What to work on — Images are to be left out; everything else in the listing should be repeated exactly.

Material for this task —
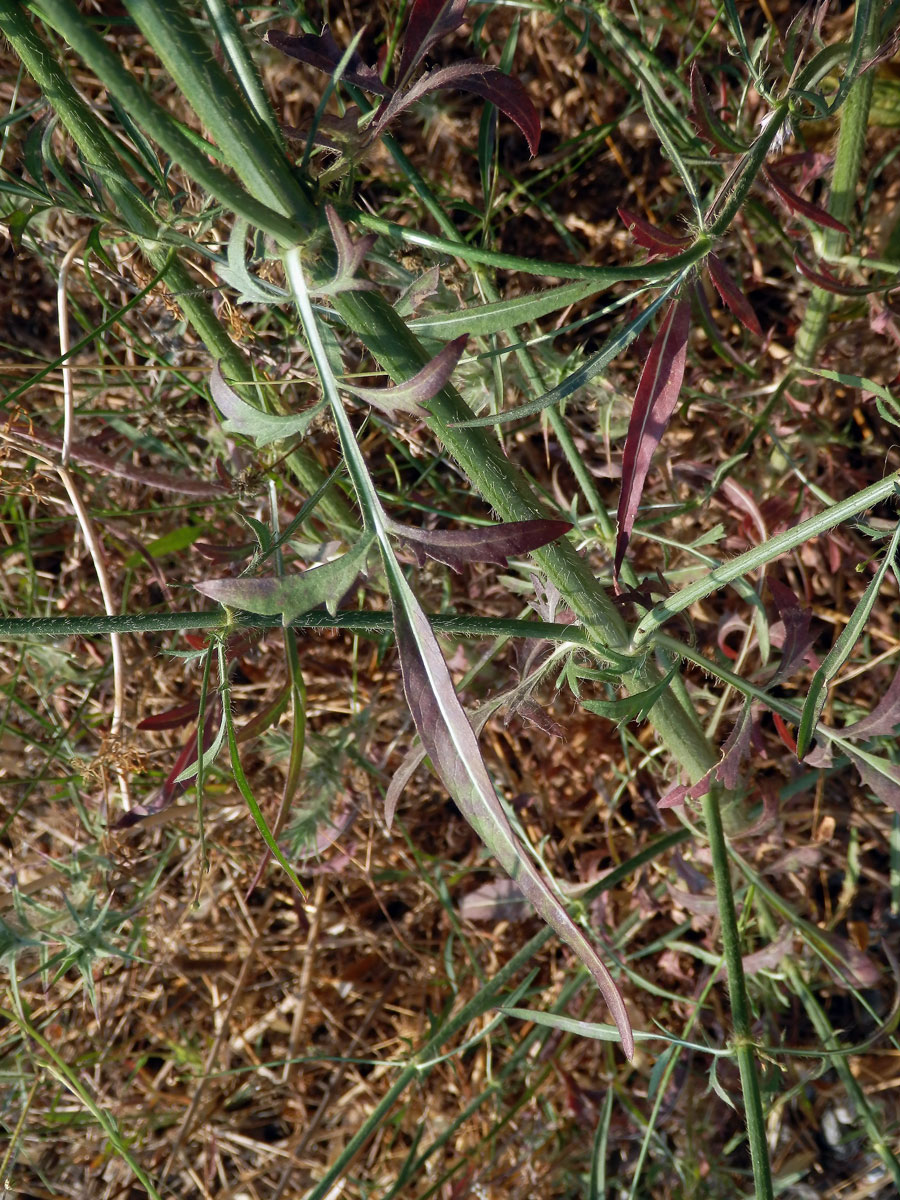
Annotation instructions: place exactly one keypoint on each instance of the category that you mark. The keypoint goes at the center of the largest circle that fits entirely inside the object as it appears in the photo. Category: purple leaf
(795, 203)
(732, 295)
(828, 282)
(406, 397)
(654, 403)
(736, 749)
(429, 22)
(797, 640)
(351, 257)
(883, 718)
(323, 53)
(490, 83)
(651, 237)
(486, 544)
(453, 747)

Task output —
Annotation instructions: place exactly one keypoint on each instance of the category that you mark. The keypoint goes at the center of the largest circle that fits entirely inside the object as it appears in the photo. Category: purple leaf
(795, 203)
(732, 295)
(828, 282)
(406, 397)
(654, 403)
(736, 749)
(429, 22)
(797, 640)
(351, 257)
(883, 718)
(323, 53)
(490, 83)
(651, 237)
(486, 544)
(453, 747)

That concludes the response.